El pingüino de Humboldt, serio y nada proclive a la vocinglería de otros miembros de la familia de los esfeníscidos (hay diecisiete especies distintas de pingüinos en el mundo), es un ave pequeña, poco llamativa, cada vez menos numerosa y se le considera en peligro de extinción. Desde que nace, sabe que su vida será difícil: solo sobrevive uno de los dos pollos de cada puesta. Sabe también lo que tiene que hacer: echarse al mar, nadar a veces muy largas distancias y pescar lo que pille (sardinas, anchoas, calamares) para alimentar a la familia, ese es su trabajo. Y se dedica a ello sin distraerse ni hacer el vago como algunos pingüinos antárticos, más numerosos y lustrosos.
El problema es que, al habitar en zonas tan diferentes y de clima tan dispar, el número y la variedad de sus depredadores es enorme, y el pingüino se pasa la vida esquivando las dentelladas de los tiburones blancos (Carcharondon carcharias), los tiburones toro (Carcharhinus leucas), de los lobos marinos (Otaria flavescens “voxiensis”), las ruidosísimas gaviotas reidoras (Chroicocephalus ridibundus puigdemontiformis) y muchos más. Al habitar costas pobladas por seres humanos, también lo persiguen estos, que algunas veces lo cazan para comérselo; y también todos los depredadores asociados al ser humano, como zorros, gatos, perros, ratas y seres vivos de varios partidos más.
Hay quien dice que su voz se parece mucho al rebuzno del burro, pero eso sin duda serán maledicencias de otros pingüinos (los asaltarrocas, Eudyptes chrysocome, por ejemplo, que tienen los ojos rojos tirando a morados) que hace tiempo compartieron gobierno con Sánchez en Madrid y que le tienen tirria. En la intimidad de su nido, cuando puede descansar, el pingüino de Humboldt envidia secretamente la suerte de su primo más cercano, el pingüino de las Galápagos (Spheniscus mendiculus), que vive tan tranquilo en esas lejanas islas, sin virus, sin depredadores, sin los sustos de las histéricas de las gaviotas y sin mayor cosa de la que preocuparse, como no sea la filosofía.

### REGISTROS DE DATOS
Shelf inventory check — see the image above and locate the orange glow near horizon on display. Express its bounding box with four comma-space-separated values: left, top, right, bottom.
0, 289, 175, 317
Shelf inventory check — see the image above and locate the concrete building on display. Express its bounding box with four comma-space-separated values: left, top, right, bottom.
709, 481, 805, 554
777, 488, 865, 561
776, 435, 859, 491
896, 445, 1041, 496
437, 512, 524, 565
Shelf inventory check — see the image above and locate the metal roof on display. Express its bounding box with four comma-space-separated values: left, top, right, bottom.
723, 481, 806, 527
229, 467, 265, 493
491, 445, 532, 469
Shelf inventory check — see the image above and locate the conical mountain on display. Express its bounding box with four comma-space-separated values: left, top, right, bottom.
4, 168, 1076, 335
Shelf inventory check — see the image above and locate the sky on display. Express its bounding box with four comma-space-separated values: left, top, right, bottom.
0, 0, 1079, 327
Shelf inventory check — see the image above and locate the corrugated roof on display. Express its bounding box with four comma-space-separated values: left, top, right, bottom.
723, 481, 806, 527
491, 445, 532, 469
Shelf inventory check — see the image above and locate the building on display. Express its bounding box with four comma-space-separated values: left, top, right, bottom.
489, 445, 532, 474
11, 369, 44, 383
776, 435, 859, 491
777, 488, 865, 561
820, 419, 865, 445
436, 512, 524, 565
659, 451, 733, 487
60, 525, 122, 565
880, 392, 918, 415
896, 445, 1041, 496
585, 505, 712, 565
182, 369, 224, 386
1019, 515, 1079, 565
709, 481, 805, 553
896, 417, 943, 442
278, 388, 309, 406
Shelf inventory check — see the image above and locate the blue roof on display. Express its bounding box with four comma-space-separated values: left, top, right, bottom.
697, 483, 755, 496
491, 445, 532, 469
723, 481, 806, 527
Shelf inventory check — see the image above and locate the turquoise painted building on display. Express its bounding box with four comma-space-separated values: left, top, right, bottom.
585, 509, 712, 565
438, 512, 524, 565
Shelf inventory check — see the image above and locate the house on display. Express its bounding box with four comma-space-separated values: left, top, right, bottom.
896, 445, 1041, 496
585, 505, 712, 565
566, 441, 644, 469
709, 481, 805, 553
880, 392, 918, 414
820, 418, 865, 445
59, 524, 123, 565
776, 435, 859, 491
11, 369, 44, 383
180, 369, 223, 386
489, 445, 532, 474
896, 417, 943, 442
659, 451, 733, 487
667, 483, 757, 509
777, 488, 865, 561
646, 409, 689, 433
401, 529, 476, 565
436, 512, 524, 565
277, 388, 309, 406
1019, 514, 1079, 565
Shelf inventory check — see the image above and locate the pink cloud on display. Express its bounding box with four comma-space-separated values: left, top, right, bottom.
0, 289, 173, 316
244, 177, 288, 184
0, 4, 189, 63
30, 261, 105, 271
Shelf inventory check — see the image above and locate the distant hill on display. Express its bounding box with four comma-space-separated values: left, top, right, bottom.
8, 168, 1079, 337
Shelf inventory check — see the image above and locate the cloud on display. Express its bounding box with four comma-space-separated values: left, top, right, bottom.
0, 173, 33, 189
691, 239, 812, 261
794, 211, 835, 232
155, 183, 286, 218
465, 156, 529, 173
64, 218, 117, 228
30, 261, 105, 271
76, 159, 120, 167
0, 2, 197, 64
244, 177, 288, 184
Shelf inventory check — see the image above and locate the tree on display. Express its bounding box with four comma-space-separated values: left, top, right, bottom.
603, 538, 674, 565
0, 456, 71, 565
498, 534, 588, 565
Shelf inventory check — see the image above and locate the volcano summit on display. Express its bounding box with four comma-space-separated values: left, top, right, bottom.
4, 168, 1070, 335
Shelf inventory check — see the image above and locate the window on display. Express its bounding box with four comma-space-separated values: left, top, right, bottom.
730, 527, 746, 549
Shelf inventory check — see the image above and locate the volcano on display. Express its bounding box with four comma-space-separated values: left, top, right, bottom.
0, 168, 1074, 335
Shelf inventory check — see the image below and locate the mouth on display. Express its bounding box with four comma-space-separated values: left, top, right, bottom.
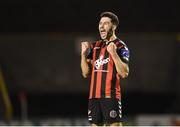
100, 29, 106, 36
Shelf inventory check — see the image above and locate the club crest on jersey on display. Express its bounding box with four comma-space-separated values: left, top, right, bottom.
94, 55, 110, 70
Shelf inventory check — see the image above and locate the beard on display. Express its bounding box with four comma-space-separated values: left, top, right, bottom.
101, 27, 113, 40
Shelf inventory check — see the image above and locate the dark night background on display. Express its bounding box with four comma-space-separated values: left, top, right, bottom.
0, 0, 180, 125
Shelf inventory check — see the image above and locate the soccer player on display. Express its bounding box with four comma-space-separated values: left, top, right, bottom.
81, 12, 129, 126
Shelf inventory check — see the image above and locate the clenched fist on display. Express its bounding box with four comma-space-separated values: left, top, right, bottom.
107, 42, 117, 55
81, 42, 90, 55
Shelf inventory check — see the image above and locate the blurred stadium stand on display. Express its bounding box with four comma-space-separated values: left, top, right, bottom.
0, 0, 180, 125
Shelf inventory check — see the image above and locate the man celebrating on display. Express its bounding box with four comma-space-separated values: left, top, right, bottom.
81, 12, 129, 126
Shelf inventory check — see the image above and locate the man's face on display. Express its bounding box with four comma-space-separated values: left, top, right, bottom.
99, 17, 113, 40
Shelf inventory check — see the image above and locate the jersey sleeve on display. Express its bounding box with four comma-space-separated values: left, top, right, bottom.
86, 44, 94, 60
117, 45, 130, 64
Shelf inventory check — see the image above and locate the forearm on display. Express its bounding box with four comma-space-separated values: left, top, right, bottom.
111, 52, 129, 78
81, 54, 89, 78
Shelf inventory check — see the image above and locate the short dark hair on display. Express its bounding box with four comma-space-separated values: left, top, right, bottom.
100, 12, 119, 26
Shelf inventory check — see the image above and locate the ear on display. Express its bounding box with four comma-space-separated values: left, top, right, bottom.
112, 25, 117, 31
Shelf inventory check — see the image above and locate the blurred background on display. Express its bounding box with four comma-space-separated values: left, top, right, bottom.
0, 0, 180, 126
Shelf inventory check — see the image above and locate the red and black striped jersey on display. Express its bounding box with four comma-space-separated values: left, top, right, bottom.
87, 39, 129, 99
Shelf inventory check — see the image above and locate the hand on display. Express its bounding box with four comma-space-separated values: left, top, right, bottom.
107, 42, 117, 55
81, 41, 90, 55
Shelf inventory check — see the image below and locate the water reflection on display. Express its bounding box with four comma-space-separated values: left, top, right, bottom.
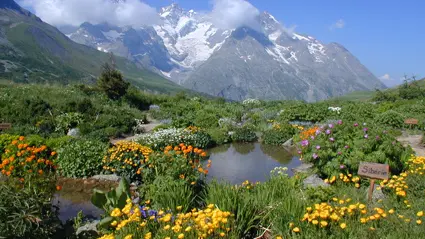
208, 143, 301, 184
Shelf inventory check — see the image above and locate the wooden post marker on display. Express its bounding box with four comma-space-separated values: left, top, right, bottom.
404, 118, 419, 129
357, 162, 390, 201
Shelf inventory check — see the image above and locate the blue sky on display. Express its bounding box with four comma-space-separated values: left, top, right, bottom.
145, 0, 425, 85
21, 0, 425, 86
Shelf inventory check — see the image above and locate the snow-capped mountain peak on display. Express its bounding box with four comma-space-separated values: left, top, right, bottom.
68, 3, 382, 101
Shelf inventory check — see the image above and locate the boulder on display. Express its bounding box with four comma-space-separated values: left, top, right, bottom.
67, 128, 80, 137
75, 220, 100, 237
303, 174, 329, 188
291, 163, 313, 173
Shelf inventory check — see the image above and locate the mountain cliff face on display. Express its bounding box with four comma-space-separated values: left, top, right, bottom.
68, 4, 385, 101
0, 0, 183, 92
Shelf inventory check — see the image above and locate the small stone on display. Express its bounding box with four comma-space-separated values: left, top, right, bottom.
283, 138, 294, 147
303, 174, 329, 188
91, 174, 121, 182
291, 163, 313, 173
75, 220, 100, 236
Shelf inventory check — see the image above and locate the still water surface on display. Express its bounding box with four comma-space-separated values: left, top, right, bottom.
54, 143, 301, 221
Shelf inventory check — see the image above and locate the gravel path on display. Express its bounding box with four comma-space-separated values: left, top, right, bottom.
397, 132, 425, 157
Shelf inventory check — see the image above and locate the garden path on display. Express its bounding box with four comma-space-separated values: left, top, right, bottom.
110, 115, 161, 144
397, 132, 425, 157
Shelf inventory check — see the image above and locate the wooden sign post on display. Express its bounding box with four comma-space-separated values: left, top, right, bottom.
404, 119, 419, 128
357, 162, 390, 201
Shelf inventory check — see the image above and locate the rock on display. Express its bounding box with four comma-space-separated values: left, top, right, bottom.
291, 163, 313, 173
67, 128, 80, 137
283, 138, 294, 147
366, 184, 385, 201
75, 220, 100, 236
91, 174, 121, 182
303, 174, 329, 188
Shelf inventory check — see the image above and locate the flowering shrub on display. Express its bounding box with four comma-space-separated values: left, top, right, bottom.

### TAREA 1
En el texto sobre el pingüino de Humboldt, ¿cuántos de los dos pollos de cada puesta sobreviven?
### TAREA 2
Reproduce fielmente el fragmento del texto sobre el pingüino de Humboldt que va de "El pingüino de Humboldt, serio" a "numerosos y lustrosos.".

### SOLUCIÓN 1
Solo sobrevive uno de los dos.

### SOLUCIÓN 2
El pingüino de Humboldt, serio y nada proclive a la vocinglería de otros miembros de la familia de los esfeníscidos (hay diecisiete especies distintas de pingüinos en el mundo), es un ave pequeña, poco llamativa, cada vez menos numerosa y se le considera en peligro de extinción. Desde que nace, sabe que su vida será difícil: solo sobrevive uno de los dos pollos de cada puesta. Sabe también lo que tiene que hacer: echarse al mar, nadar a veces muy largas distancias y pescar lo que pille (sardinas, anchoas, calamares) para alimentar a la familia, ese es su trabajo. Y se dedica a ello sin distraerse ni hacer el vago como algunos pingüinos antárticos, más numerosos y lustrosos.